[Task item] Reproduce each record below exactly as written.

(Dataset entries)

---*---

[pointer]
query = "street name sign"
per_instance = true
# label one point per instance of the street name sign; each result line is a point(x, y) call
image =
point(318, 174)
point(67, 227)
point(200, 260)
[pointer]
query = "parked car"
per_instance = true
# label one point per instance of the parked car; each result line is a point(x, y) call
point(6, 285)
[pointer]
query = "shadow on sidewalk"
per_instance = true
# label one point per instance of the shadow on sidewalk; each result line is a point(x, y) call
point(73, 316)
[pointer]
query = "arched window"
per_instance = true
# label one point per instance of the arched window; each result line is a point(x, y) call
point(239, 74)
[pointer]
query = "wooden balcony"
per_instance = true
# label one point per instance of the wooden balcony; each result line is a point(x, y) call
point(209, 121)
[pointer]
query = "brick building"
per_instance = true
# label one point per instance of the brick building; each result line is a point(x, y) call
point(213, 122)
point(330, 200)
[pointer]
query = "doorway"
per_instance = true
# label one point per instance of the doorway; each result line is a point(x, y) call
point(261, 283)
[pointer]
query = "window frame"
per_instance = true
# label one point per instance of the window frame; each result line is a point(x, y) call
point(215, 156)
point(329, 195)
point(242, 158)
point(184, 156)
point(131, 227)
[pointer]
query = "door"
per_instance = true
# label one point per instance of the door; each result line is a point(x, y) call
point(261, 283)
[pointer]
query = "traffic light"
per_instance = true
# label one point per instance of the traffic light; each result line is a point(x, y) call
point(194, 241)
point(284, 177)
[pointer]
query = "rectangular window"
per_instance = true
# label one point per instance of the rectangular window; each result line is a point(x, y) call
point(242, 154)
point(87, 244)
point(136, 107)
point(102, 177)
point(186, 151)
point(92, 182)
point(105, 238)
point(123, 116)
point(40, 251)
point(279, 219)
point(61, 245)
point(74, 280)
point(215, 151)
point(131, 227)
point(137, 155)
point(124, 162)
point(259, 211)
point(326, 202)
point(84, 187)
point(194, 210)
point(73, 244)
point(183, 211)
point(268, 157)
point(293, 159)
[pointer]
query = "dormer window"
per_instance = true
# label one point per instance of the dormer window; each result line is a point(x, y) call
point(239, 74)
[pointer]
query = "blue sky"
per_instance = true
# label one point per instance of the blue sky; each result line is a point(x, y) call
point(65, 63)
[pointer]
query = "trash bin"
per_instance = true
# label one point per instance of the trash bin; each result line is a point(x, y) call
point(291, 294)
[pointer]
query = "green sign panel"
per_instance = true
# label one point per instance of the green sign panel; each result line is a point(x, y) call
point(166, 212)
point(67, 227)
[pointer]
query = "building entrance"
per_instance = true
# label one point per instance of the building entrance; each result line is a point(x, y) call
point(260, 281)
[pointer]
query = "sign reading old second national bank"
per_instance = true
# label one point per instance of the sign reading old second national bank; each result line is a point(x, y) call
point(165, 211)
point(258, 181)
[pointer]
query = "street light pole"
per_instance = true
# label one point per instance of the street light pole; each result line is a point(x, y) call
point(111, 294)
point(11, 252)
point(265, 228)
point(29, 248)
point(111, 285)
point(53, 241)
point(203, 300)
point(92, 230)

---*---

[Output]
[pointer]
query = "street name sign"
per_instance = true
# label one point per instance of the street name sign; each result line is a point(x, y) call
image =
point(318, 174)
point(67, 227)
point(200, 260)
[pointer]
query = "parked car"
per_instance = true
# label one point per instance of the parked car; each result line is a point(x, y) call
point(6, 285)
[pointer]
query = "shadow on sidewalk"
per_instance = true
# label one point per instance of the shadow on sidewalk; each result line is a point(x, y) call
point(73, 316)
[pointer]
query = "arched window"
per_instance = true
# label one point per instance of the arched window; each result line is a point(x, y) call
point(239, 74)
[pointer]
query = "wooden balcony"
per_instance = true
# label one point per instance of the wooden balcony; each result line is a point(x, y) call
point(209, 121)
[pointer]
query = "brick building"
per_instance = true
# label one point per instance of the brick building; each result line is a point(x, y) call
point(213, 122)
point(330, 200)
[pointer]
query = "doorway"
per_instance = true
# label one point per instance of the doorway; each result line is a point(x, y) call
point(261, 283)
[pointer]
query = "window frame"
per_instance = true
# label one point per instance of the window frame; each result line is a point(x, y) call
point(215, 156)
point(329, 195)
point(242, 158)
point(184, 156)
point(131, 227)
[pointer]
query = "door"
per_instance = true
# label one point per instance of the door; each result line is a point(x, y) call
point(261, 283)
[pointer]
query = "traffic light"
per_instance = true
# label one point per instance of the traffic light; each result line is a point(x, y) call
point(194, 241)
point(284, 177)
[pointer]
query = "rectangular window"
per_instance = true
# label one point per instance of the rectangular window; each result line is a point(x, y) call
point(242, 154)
point(87, 244)
point(136, 107)
point(102, 177)
point(186, 151)
point(92, 182)
point(105, 238)
point(123, 116)
point(40, 251)
point(279, 219)
point(61, 245)
point(74, 280)
point(215, 151)
point(131, 227)
point(137, 155)
point(124, 162)
point(259, 211)
point(326, 202)
point(84, 187)
point(194, 210)
point(73, 244)
point(183, 211)
point(268, 157)
point(293, 159)
[pointer]
query = "dormer window"
per_instance = true
# label one point per instance of the dormer window; each result line is a point(x, y) call
point(239, 74)
[pointer]
query = "blue sky"
per_instance = true
# label one point per instance of the blue sky; each result line is a point(x, y) call
point(65, 63)
[pointer]
query = "trash bin"
per_instance = true
# label one point per instance of the trash bin; each result line is a point(x, y) call
point(291, 294)
[pointer]
query = "green sign panel"
per_instance = true
# label one point per instance of the green sign panel; each result line is a point(x, y) call
point(166, 212)
point(67, 227)
[pointer]
query = "building entrance"
per_instance = true
# label one point per instance of the building entrance; each result line is a point(x, y) call
point(260, 281)
[pointer]
query = "sign reading old second national bank"
per_instance = true
# label one point per instance of the sign reading old second national bank; each result line is a point(x, y) call
point(165, 211)
point(258, 181)
[pointer]
query = "street light pole"
per_instance = true
# label one point per instance of the street light pole; each result line is a point(x, y) call
point(111, 294)
point(11, 252)
point(265, 228)
point(29, 248)
point(111, 285)
point(53, 241)
point(203, 300)
point(92, 230)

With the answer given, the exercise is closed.